Stated problem> Please repeat the data from the line containing "Where can the gold" through the end, changing "gold trim" to "silver trim" and leaving everything else as it is.
══ Record extracts
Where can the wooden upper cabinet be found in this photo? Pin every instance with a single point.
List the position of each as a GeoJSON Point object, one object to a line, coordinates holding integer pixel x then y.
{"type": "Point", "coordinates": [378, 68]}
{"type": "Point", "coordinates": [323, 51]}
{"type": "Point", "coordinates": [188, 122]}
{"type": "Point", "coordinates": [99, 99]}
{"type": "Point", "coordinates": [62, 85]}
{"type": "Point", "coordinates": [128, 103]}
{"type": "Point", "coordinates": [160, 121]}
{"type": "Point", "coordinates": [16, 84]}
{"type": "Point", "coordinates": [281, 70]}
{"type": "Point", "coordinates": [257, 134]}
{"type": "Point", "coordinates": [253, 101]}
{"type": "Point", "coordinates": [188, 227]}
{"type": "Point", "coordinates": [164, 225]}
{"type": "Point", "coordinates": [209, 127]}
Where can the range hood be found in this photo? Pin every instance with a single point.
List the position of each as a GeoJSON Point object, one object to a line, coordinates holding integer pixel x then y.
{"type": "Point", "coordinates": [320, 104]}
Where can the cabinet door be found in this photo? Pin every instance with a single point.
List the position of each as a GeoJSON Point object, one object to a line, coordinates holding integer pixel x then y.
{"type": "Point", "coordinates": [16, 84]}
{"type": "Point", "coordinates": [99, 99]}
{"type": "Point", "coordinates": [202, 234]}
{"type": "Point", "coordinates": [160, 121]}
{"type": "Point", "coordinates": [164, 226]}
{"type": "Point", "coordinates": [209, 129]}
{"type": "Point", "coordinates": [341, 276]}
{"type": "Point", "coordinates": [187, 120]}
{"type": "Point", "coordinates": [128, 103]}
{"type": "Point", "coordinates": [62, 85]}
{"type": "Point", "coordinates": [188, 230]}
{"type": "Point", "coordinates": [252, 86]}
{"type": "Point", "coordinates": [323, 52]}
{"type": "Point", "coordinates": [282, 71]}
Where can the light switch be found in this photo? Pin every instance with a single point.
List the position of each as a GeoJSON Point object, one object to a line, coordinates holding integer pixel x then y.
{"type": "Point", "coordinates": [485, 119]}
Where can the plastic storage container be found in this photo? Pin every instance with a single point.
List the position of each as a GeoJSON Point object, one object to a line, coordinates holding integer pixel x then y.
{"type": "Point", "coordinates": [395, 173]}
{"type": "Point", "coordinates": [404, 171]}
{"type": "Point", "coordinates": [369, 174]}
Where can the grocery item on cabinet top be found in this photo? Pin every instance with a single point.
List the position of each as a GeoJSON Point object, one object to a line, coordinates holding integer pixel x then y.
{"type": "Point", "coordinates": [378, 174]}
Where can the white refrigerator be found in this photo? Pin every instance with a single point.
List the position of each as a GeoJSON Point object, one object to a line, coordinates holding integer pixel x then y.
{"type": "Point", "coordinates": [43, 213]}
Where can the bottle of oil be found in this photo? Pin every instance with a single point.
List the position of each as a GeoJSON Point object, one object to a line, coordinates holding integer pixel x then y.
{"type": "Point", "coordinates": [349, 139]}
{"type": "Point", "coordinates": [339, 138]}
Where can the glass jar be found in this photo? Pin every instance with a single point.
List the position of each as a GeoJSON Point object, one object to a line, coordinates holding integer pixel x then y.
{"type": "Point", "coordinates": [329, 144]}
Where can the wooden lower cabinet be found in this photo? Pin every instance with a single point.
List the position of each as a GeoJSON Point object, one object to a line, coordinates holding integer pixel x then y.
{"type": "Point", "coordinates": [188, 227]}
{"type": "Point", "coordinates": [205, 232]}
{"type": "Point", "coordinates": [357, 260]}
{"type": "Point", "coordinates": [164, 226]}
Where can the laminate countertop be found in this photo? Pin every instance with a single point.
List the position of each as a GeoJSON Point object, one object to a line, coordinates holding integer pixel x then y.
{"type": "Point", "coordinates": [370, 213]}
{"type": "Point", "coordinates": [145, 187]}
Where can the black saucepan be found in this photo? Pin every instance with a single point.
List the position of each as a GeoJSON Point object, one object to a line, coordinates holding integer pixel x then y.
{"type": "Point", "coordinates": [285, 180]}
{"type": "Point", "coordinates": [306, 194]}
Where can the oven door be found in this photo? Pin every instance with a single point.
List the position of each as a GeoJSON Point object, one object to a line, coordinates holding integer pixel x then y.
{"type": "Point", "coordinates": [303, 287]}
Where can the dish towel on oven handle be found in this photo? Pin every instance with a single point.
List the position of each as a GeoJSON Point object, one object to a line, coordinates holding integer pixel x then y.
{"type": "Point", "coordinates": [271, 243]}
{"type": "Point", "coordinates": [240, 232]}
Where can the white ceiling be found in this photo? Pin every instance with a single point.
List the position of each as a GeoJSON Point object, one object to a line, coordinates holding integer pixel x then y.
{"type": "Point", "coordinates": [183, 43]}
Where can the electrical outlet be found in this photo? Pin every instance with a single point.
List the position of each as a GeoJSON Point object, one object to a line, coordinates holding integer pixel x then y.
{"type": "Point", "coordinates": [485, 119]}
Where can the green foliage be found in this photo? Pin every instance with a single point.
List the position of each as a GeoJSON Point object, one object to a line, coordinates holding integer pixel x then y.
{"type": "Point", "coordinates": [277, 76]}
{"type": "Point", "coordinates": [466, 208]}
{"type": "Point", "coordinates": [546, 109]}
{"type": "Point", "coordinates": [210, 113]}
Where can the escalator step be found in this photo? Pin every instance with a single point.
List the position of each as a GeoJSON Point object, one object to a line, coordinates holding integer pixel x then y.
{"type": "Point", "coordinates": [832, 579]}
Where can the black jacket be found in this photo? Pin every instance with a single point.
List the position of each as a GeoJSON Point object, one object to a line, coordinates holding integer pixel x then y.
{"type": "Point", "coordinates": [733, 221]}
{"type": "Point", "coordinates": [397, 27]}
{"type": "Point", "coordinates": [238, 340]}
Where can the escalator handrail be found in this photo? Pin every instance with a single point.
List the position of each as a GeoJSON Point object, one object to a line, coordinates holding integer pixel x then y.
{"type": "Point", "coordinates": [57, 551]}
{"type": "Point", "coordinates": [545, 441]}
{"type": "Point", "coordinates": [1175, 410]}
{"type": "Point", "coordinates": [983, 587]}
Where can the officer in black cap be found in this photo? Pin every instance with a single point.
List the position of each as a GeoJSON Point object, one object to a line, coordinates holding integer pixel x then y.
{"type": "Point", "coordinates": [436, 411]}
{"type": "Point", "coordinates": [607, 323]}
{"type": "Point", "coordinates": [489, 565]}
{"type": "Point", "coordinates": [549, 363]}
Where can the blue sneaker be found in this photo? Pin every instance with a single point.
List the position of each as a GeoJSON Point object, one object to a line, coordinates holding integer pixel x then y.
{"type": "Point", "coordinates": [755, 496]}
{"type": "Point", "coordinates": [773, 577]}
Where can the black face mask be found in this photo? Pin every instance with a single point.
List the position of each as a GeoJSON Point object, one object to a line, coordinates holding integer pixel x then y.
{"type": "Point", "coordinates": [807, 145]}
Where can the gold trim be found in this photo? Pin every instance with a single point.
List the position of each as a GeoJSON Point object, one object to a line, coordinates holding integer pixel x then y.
════
Answer below>
Where can the silver trim be found in this photo? Pin every instance with a single point.
List the position of each as a GeoJSON Point object, one object to a line, coordinates holding integer pixel x then y.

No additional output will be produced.